## THE EXERCISE
Which lines in the records below contain the word "sauce"? Identify each one and copy it in full.
________
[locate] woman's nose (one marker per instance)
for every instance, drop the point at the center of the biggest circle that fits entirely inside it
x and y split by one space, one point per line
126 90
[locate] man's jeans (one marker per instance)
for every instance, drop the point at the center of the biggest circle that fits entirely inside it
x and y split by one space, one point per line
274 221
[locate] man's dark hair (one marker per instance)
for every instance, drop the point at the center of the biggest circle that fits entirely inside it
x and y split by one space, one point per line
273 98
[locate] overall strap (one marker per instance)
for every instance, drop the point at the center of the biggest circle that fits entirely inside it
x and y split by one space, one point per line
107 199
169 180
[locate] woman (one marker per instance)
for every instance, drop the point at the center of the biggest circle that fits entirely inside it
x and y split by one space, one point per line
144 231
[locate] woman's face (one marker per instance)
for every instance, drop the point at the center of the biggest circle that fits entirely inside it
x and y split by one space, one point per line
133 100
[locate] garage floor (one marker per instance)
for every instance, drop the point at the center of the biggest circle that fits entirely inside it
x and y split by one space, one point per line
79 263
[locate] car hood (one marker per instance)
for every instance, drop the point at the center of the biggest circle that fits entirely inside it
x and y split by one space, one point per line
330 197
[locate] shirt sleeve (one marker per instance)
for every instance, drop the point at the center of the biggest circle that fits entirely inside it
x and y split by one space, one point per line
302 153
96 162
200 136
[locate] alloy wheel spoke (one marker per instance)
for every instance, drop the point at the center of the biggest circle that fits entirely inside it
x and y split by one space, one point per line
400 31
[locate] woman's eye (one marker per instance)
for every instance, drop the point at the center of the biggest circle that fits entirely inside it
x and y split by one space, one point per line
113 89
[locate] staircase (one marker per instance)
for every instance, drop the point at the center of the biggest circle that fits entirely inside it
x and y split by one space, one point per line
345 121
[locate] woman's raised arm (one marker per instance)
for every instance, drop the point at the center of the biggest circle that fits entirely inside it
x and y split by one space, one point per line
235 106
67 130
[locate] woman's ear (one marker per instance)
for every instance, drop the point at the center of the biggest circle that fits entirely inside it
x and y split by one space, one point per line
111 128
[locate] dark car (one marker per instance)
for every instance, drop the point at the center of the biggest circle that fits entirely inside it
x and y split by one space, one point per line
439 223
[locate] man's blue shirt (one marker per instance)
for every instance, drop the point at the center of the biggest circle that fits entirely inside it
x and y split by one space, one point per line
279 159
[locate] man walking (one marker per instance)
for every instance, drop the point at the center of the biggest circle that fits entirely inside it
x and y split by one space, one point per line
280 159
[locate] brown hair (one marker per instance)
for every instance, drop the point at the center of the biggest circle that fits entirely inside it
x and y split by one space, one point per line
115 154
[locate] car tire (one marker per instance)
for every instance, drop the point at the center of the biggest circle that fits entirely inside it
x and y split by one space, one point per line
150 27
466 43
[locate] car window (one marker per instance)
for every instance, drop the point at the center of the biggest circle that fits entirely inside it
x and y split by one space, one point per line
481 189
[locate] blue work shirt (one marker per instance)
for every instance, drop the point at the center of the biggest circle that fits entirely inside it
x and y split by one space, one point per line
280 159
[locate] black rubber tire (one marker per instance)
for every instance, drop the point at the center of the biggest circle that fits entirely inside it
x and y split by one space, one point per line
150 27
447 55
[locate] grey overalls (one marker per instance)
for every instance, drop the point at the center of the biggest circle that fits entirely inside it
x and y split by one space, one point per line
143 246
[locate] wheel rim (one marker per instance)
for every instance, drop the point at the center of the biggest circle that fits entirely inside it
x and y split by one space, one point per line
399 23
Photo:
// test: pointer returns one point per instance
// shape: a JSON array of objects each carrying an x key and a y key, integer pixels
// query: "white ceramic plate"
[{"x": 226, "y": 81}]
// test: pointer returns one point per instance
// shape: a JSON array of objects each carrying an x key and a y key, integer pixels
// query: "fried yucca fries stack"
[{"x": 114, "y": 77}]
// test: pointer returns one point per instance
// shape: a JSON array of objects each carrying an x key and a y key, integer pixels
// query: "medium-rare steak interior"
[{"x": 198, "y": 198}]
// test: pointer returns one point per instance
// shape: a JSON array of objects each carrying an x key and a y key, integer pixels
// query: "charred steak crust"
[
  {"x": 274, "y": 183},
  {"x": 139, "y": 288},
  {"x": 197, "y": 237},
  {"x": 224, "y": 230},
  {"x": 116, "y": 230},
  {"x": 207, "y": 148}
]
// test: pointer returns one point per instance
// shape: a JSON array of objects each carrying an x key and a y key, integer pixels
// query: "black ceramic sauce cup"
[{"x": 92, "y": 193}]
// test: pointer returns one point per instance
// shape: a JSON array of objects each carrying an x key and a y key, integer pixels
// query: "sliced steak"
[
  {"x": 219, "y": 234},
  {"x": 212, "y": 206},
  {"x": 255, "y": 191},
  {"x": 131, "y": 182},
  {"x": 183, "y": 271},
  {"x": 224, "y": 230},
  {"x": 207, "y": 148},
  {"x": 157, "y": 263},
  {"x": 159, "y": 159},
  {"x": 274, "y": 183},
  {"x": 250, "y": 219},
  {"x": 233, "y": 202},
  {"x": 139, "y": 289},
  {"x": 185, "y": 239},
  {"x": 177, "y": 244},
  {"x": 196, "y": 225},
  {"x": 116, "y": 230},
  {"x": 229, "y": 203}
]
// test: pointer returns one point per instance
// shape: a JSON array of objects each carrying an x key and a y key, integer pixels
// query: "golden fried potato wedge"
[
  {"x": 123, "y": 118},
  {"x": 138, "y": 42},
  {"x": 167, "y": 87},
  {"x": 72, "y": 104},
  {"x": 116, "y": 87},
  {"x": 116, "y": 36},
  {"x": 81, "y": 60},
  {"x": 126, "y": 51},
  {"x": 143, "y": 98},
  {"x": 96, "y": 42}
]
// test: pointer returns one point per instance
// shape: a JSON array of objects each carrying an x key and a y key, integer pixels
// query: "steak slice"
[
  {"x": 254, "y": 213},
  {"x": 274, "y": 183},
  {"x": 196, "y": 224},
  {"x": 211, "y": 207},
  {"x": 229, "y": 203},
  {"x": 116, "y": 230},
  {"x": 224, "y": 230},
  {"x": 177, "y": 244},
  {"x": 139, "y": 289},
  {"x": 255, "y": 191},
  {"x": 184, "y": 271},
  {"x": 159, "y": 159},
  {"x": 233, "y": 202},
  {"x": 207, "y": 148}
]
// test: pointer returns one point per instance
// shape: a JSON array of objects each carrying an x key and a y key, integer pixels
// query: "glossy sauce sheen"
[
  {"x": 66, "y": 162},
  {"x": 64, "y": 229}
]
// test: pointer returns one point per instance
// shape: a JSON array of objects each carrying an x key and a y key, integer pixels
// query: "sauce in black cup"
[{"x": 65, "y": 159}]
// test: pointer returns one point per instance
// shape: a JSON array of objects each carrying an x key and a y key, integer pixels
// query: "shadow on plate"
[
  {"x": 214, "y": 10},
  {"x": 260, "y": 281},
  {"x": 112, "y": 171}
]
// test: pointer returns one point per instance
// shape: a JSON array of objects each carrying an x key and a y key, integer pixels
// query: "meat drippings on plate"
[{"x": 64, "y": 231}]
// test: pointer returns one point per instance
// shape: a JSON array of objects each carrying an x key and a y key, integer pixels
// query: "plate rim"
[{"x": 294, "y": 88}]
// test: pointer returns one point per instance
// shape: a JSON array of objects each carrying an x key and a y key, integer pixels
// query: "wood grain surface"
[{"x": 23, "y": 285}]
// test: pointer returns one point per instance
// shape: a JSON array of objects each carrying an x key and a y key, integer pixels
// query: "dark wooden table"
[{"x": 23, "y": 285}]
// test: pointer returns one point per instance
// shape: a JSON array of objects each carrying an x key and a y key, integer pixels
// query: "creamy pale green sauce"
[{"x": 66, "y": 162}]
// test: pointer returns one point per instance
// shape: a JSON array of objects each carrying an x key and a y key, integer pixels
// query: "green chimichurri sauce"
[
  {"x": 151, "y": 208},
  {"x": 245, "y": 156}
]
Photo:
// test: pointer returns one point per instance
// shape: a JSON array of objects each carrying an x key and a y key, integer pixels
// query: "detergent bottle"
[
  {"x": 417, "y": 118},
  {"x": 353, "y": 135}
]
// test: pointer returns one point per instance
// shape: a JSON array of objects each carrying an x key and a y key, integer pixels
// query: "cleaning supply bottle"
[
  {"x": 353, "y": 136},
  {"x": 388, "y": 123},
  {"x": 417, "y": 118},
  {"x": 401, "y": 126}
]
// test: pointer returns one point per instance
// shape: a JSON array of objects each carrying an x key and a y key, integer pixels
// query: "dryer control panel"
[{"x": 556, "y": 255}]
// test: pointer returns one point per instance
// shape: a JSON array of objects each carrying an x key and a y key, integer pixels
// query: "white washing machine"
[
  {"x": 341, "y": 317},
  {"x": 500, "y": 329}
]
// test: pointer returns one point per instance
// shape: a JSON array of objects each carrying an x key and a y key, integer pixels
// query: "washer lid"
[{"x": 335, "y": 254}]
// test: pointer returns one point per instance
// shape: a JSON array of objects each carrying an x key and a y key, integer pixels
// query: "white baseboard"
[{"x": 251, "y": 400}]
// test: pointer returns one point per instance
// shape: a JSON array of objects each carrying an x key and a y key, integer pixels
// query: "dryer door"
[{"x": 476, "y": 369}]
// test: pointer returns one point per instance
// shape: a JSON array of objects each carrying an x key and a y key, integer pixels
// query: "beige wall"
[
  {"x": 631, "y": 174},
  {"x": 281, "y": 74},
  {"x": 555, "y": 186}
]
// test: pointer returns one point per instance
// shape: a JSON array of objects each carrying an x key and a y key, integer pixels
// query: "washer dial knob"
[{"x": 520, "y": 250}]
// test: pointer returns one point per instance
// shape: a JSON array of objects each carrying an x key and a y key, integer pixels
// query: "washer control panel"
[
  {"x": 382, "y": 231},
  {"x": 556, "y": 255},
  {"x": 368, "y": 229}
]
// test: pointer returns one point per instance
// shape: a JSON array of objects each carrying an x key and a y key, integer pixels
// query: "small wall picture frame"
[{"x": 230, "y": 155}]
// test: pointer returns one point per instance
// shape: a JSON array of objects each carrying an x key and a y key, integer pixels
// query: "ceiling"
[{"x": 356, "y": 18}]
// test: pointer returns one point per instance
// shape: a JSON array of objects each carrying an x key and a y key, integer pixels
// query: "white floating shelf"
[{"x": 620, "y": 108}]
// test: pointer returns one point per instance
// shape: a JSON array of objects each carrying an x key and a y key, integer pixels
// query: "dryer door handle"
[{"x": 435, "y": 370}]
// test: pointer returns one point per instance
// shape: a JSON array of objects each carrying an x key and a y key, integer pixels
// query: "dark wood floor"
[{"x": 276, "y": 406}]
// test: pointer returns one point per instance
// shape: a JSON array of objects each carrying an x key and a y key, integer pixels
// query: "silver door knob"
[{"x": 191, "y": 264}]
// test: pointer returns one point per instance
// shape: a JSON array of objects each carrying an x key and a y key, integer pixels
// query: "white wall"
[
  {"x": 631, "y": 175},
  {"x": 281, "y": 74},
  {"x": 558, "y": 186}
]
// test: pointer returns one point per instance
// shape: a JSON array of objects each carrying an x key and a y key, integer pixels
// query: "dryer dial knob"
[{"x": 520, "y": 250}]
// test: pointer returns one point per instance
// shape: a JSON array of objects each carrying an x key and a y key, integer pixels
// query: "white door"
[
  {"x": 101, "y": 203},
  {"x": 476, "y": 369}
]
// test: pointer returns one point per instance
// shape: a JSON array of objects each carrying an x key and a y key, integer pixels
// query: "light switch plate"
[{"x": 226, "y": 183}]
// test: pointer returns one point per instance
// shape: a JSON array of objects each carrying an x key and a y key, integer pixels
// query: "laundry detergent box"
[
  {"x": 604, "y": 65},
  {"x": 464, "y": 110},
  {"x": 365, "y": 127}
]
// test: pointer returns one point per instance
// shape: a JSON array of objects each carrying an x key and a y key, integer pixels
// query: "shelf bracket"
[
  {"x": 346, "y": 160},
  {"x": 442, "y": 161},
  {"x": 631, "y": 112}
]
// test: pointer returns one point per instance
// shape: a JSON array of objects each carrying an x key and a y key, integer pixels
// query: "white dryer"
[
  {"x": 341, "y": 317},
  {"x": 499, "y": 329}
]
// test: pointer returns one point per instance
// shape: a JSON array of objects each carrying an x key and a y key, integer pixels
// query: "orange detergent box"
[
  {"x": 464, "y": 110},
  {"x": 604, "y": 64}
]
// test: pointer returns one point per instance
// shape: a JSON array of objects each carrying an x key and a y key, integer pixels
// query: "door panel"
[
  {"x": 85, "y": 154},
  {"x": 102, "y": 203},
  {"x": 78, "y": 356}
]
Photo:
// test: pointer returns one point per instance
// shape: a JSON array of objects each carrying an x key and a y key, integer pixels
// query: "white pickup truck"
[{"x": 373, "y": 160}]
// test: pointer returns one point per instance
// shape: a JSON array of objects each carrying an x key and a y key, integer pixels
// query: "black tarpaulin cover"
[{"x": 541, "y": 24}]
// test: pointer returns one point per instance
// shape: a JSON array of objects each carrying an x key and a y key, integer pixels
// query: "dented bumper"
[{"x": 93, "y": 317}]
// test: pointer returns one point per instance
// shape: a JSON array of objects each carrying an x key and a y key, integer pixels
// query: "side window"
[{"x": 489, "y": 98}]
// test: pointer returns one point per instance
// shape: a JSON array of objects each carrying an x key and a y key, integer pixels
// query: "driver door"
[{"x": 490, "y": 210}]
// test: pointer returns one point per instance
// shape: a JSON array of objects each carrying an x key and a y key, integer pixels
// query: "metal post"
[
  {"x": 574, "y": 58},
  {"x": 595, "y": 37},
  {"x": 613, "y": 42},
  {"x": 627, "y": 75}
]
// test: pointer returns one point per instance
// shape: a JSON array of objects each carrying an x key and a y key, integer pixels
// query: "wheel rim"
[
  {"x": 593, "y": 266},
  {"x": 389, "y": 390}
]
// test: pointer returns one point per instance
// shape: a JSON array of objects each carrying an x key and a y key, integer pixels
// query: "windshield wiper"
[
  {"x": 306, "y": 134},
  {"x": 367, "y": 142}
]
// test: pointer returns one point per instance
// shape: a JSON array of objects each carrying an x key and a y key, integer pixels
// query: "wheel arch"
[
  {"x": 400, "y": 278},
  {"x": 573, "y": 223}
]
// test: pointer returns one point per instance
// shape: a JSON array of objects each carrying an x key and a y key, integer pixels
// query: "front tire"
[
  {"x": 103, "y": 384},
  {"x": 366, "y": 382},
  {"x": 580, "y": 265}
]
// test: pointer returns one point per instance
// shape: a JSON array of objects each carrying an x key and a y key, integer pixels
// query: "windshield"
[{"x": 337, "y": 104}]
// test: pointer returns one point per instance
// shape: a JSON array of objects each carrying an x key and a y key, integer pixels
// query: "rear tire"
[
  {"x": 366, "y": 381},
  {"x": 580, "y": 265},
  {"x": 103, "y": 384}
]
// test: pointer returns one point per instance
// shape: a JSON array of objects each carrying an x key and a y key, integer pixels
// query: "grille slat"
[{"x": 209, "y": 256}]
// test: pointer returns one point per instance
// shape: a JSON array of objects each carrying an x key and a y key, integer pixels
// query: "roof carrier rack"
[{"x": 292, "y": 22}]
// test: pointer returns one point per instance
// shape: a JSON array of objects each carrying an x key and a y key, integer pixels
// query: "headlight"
________
## CORRECT ANSWER
// query: "black ceramic sauce cup"
// query: "glossy sauce sheen"
// query: "sauce in black cup"
// query: "creamy pale green sauce"
// query: "green chimichurri sauce"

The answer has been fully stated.